What you need to do:
Lay out every record below as a two-column CSV with the header row instruction,points and one row per record. Put each record's text and its answer in one quoted field each, with line breaks replaced by spaces.

[Records in a dataset]

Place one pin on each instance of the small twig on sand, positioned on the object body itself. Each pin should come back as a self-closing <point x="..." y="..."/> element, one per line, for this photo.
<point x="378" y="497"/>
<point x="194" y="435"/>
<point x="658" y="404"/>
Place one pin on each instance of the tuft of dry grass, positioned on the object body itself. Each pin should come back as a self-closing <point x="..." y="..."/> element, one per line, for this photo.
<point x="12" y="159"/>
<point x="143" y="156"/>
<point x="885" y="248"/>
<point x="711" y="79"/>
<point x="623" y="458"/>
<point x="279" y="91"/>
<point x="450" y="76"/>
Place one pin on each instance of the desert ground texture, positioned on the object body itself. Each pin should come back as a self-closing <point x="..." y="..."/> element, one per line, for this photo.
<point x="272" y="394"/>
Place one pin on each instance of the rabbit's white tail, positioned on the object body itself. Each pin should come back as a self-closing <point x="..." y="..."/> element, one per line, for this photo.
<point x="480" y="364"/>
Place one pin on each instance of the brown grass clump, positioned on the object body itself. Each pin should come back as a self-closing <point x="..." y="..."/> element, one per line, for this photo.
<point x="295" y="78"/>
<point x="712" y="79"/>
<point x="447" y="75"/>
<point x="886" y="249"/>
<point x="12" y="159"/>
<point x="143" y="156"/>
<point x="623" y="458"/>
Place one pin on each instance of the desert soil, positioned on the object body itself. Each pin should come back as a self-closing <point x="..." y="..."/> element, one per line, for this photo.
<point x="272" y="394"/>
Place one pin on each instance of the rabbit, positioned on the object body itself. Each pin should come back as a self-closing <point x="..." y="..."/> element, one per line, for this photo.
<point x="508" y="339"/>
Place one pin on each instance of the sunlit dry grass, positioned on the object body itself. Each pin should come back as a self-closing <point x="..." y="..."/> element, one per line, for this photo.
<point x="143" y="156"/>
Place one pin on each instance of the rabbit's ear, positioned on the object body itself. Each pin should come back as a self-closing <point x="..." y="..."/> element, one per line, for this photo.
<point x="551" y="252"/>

Right answer:
instruction,points
"Place one pin on each instance of the small twig on sand, positioned on the object body itself. Each pin should come back as a self-closing <point x=""..."" y=""...""/> element, one per line, for this photo.","<point x=""378"" y=""497""/> <point x=""194"" y=""435""/> <point x=""658"" y=""404""/>"
"Place one pin on each instance of the tuft of dry grass, positioned on the object body itself. Each pin should come back as a self-closing <point x=""..."" y=""...""/> element, one per line, for this photo.","<point x=""12"" y=""159""/> <point x=""143"" y=""156""/> <point x=""885"" y=""248""/> <point x=""711"" y=""79""/> <point x=""623"" y=""458""/> <point x=""279"" y=""91""/> <point x=""450"" y=""76""/>"
"Place one pin on each instance of the desert ground texture, positioned on the object body itself. Each pin should come back as a self-closing <point x=""..."" y=""...""/> element, one per line, for this photo.","<point x=""272"" y=""394""/>"
"Place one pin on each instance of the rabbit's white tail, positioned on the object body itself. Each pin should come back as a self-closing <point x=""..."" y=""...""/> element, one per line, for this photo.","<point x=""480"" y=""364""/>"
"Place one pin on each instance of the brown grass clump, positioned on the object body itself. Each pin should come back as a self-closing <point x=""..."" y=""...""/> element, one per line, for this photo.","<point x=""295"" y=""78""/> <point x=""712"" y=""79""/> <point x=""447"" y=""75""/> <point x=""886"" y=""249""/> <point x=""12"" y=""159""/> <point x=""143"" y=""156""/> <point x=""623"" y=""458""/>"
"Place one pin on each instance of the desert soil, positioned on the object body itself. Each pin should come back as a self-closing <point x=""..."" y=""...""/> element, one per line, for this photo.","<point x=""272"" y=""394""/>"
"Place one pin on each instance of the rabbit, positioned on the object body itself. Each pin should come back as a self-closing <point x=""..."" y=""...""/> element, one per line, for this photo.","<point x=""508"" y=""339""/>"
"Place one pin on each instance of the sunlit dry grass, positioned on the object body itself. Each pin should come back as a self-closing <point x=""..."" y=""...""/> element, one per line, for this photo.","<point x=""143"" y=""156""/>"
"Place one pin on each instance of the rabbit's ear, positioned on the object body itself. Each pin should come back as a self-closing <point x=""..."" y=""...""/> element, one per line, for this photo.","<point x=""551"" y=""252""/>"